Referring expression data
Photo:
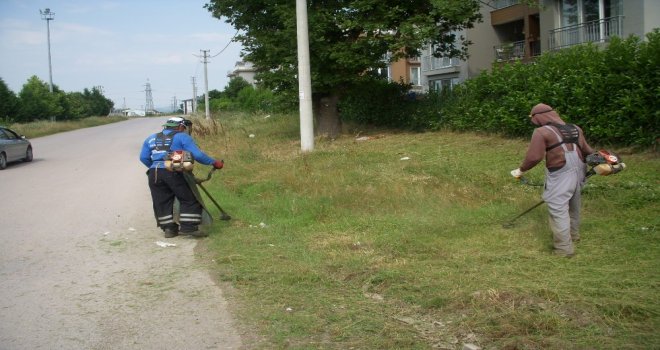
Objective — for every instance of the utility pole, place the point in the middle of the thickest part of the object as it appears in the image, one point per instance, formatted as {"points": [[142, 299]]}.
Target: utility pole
{"points": [[48, 16], [206, 83], [304, 79], [149, 106], [194, 104]]}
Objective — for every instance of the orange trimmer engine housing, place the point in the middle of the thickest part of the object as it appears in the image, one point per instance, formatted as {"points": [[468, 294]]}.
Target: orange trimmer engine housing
{"points": [[604, 163], [179, 161]]}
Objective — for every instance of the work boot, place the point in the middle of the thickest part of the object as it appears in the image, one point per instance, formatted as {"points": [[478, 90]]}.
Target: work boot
{"points": [[193, 231], [563, 254], [169, 232]]}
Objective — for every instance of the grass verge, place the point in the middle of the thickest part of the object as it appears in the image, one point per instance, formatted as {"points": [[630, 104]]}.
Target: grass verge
{"points": [[396, 242]]}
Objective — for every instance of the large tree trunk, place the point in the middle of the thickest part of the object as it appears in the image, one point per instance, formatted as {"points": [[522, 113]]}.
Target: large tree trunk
{"points": [[327, 116]]}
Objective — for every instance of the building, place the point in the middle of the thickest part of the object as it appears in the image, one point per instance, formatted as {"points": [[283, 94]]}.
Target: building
{"points": [[511, 32], [407, 71], [245, 70]]}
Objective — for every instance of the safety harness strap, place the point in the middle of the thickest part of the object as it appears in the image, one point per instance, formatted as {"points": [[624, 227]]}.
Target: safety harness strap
{"points": [[164, 142], [569, 134]]}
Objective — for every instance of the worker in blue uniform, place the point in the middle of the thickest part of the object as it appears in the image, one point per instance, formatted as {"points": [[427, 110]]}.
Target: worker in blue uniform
{"points": [[167, 184]]}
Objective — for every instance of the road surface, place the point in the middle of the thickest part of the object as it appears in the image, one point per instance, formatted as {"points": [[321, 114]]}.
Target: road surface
{"points": [[80, 264]]}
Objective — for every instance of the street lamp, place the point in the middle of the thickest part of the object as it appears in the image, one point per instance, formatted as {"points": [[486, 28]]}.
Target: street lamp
{"points": [[48, 16]]}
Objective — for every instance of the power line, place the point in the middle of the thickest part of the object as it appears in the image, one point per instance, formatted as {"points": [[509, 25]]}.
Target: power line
{"points": [[224, 48]]}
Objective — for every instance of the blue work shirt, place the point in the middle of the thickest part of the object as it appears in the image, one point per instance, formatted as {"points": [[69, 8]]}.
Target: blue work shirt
{"points": [[152, 158]]}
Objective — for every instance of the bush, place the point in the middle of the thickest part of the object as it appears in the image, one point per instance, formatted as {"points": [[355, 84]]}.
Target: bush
{"points": [[612, 93], [378, 102]]}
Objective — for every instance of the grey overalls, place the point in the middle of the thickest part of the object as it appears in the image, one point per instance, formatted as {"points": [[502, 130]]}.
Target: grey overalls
{"points": [[563, 196]]}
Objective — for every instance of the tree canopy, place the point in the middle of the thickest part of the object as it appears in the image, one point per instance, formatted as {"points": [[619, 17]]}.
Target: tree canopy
{"points": [[35, 102], [346, 38], [8, 101]]}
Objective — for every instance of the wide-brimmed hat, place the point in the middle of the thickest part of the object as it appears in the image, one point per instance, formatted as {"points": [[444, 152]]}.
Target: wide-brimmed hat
{"points": [[174, 121]]}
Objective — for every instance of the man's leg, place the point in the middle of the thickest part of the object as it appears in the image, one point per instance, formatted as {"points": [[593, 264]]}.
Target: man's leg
{"points": [[574, 213], [190, 216], [163, 201], [560, 188]]}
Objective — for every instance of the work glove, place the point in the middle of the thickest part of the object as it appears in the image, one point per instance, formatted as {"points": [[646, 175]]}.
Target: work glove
{"points": [[517, 173]]}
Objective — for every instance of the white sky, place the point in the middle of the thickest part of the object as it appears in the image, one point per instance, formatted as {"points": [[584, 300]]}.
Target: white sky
{"points": [[118, 44]]}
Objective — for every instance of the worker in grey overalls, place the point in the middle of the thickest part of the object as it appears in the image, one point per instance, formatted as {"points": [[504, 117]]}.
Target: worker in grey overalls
{"points": [[564, 148]]}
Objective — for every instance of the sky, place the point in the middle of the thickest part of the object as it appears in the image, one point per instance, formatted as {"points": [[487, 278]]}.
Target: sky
{"points": [[120, 45]]}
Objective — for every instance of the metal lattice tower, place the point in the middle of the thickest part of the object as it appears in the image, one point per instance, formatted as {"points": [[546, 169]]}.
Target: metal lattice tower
{"points": [[149, 104]]}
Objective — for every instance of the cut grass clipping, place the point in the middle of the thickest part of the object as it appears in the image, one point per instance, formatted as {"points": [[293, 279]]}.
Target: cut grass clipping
{"points": [[384, 240]]}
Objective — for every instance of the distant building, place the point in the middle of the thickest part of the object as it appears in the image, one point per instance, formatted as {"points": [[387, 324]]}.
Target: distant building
{"points": [[511, 31], [188, 106], [134, 113], [245, 70]]}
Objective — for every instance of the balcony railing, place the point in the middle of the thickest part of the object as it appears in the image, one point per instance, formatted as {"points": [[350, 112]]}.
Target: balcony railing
{"points": [[500, 4], [595, 31], [510, 51]]}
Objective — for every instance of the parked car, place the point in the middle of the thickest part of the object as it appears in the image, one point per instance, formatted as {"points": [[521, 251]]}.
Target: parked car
{"points": [[13, 147]]}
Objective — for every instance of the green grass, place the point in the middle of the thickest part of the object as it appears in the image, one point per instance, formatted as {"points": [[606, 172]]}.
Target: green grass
{"points": [[364, 250], [45, 127]]}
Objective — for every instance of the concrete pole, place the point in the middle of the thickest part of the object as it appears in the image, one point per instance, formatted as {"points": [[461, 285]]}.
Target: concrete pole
{"points": [[304, 79], [206, 86], [47, 15]]}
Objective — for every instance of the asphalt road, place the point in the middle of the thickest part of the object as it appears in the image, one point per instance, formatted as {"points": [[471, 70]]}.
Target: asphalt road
{"points": [[80, 267]]}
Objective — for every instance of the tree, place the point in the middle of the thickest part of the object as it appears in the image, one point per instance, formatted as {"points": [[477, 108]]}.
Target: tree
{"points": [[37, 102], [346, 39], [8, 102], [235, 85]]}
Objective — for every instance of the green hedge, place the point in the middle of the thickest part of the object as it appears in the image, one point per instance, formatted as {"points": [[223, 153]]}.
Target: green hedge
{"points": [[611, 92]]}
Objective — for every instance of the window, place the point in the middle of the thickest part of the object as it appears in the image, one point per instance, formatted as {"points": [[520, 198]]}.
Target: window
{"points": [[415, 73], [574, 12], [587, 21], [443, 84]]}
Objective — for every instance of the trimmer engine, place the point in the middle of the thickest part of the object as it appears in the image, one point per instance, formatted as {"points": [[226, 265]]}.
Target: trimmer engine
{"points": [[604, 163]]}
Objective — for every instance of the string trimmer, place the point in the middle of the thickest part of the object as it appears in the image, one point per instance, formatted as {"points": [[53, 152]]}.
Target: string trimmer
{"points": [[223, 214], [602, 163]]}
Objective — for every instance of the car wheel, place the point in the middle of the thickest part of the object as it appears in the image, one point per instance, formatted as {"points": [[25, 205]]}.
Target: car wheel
{"points": [[28, 155], [3, 161]]}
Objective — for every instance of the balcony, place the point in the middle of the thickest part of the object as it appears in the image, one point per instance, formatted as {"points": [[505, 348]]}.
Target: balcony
{"points": [[589, 32], [500, 4], [516, 51], [510, 51]]}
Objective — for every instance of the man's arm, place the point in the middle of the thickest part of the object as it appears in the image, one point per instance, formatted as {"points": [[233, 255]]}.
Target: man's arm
{"points": [[188, 144], [535, 151], [145, 154]]}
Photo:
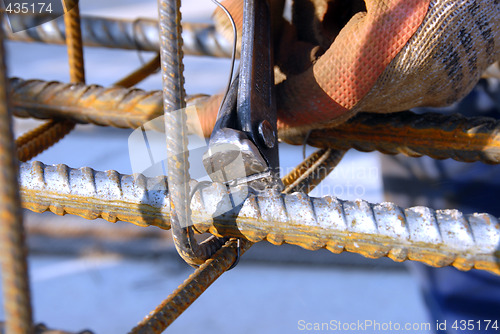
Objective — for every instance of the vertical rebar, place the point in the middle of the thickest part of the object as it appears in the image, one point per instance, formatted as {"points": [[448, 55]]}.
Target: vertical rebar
{"points": [[15, 282], [177, 141], [74, 40], [305, 176], [49, 133]]}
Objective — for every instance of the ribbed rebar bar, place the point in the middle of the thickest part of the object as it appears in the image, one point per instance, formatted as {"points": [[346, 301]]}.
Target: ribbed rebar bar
{"points": [[49, 133], [34, 142], [179, 300], [140, 74], [111, 106], [74, 40], [307, 175], [141, 34], [15, 282], [435, 237], [438, 136], [39, 139]]}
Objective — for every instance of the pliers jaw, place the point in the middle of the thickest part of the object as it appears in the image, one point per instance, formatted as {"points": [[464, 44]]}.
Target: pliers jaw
{"points": [[243, 146]]}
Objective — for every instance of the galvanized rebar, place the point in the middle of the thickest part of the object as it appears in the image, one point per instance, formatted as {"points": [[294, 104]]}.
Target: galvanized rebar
{"points": [[34, 142], [438, 136], [179, 300], [15, 282], [112, 106], [435, 237], [141, 34]]}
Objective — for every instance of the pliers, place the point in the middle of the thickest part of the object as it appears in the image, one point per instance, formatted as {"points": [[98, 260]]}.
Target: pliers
{"points": [[243, 147]]}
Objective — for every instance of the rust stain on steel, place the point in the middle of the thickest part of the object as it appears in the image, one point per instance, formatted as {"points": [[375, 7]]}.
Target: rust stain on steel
{"points": [[41, 138], [441, 237], [15, 281], [179, 300], [113, 106], [438, 136], [203, 277], [200, 39]]}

* **WORK TASK**
From the opening line of the entries above to the line that holds "Objective — for every instance of the grass", inclusive, reproduce each line exactly and omit any picture.

* **OUTPUT FOR THIS EXERCISE**
Photo:
Objective — for every instance of the utility pole, place the point in the middle of the thickest part of the object as it appears in the image, one point per instance, formatted as {"points": [[142, 299]]}.
Target: utility pole
{"points": [[48, 16], [206, 83], [304, 79], [149, 106], [194, 104]]}
Objective — for every instance of the orange trimmer engine housing, place the point in the middle of the thickest part of the object as it appears in the image, one point per instance, formatted as {"points": [[468, 294]]}.
Target: orange trimmer engine housing
{"points": [[604, 163], [179, 161]]}
Objective — for every instance of the work boot, place the point in the middle of the thickest part of the object as it appears in the image, one point per instance, formatted as {"points": [[478, 90]]}.
Target: work boot
{"points": [[193, 231], [563, 254], [169, 232]]}
Objective — for every instance of the grass verge, place the point in the middle of the thickest part of the object as it appears in the image, one point per instance, formatted as {"points": [[630, 104]]}.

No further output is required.